:: Quoted passage

Sunday, 1 July 2012

BACKUP (OR) BE DAMNED

Dick Pountain/10:45/05 October 1995/Idealog 15

I'm worried that this column has become too exciting in recent months, and since I'd hate to give anyone health problems associated with over-stimulation, I've decided that this month I'll talk about backing up your datazzzzzzzzzzzzzzzzzzzzzzzzzzzzz..snnrk..unghk..mnmnmn. Sorry, I think I must have drifted off for a second there. No seriously though, why is it that most of us (and I include myself here) find the subject of data backup so crushingly boringzzzzz? After all the data on our hard disks is the only thing that's worth a damn about the whole computer - I can't eat Word 6 but I can sell an article and buy dinner. Yet many of us persist in leaving that data at risk of being dispatched to the great bit bucket in the sky, thanks to hard disk failure, or virus attack, or dare I suggest it untested tape backup systems that fail to deliver when the crunch comes.

::::
:: Material provided

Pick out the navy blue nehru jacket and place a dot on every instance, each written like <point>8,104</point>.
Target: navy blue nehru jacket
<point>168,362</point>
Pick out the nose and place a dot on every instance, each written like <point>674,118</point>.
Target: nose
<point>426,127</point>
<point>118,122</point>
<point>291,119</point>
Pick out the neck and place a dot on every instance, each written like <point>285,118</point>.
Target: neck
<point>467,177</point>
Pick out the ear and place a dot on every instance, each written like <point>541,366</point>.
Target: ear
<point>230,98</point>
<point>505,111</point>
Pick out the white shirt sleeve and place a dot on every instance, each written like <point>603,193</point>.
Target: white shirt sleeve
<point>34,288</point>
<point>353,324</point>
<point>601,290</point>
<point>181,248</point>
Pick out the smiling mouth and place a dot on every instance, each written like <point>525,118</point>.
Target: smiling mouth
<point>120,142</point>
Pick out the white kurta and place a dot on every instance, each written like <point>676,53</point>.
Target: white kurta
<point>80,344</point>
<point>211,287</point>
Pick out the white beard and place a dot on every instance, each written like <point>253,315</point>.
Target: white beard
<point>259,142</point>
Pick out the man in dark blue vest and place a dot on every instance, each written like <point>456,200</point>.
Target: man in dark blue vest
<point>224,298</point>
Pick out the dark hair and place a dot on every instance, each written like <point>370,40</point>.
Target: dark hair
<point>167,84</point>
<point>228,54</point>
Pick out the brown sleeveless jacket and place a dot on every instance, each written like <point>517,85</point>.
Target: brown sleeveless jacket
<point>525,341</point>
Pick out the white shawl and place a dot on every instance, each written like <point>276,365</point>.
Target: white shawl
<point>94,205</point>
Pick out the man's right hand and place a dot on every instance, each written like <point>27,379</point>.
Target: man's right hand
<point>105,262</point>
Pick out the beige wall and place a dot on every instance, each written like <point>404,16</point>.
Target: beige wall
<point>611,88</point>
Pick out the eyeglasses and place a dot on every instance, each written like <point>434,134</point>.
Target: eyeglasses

::::

Exercise brief - Could you write the next part of the column on data backup, picking up after its final sentence about untested tape backup systems?

Reply -
You'd think that everyone would be screaming for PC manufacturers to incorporate cast-iron, fool-proof backup into their products, and yet most desktop machines are sold without even so much as a tape drive as a standard fitting. The manufacturers would tell you that this is because they're in a price war, and that punters don't value backup that highly, which goes right back to my original question. 

I've been pondering some possible reasons for this indifference. Could it be machismo? If that were the case then surely PCs would be painted Ferrari red, not beige. As hazardous occupations go, sitting at a desk wiggling your fingers rates fairly low on the scale, RSI notwithstanding - in fact a sewing machine offers greater risk, since that at least can drill holes in the back of your hand. To inject a little danger into life with your PC, either lick your finger and stick it in the power socket, or forget to back up your hard disk... Somehow I don't think so. A pity though, for if this were true then I could make my fortune by selling a new game, a cross between Doom and the Datacrime virus, which wipes your hard disk if your character gets killed. 

Another possibility is some sort of deep-rooted psychosis. Perhaps in the second sub-basement of the Id, stuck in the cubicle between "Kill your father!" and "Rape your mother!" is a routine called "Lose all your data!". I doubt it. It couldn't be that we are just plain careless? Along comes the 2nd Law of Thermodynamics, saying in soothing voice "I don't want to eat your data, I just want to play with it for a while..." And we believe it every time. If Ford made a car without door locks we'd think it mad, but PC manufacturers do the exact equivalent all the time.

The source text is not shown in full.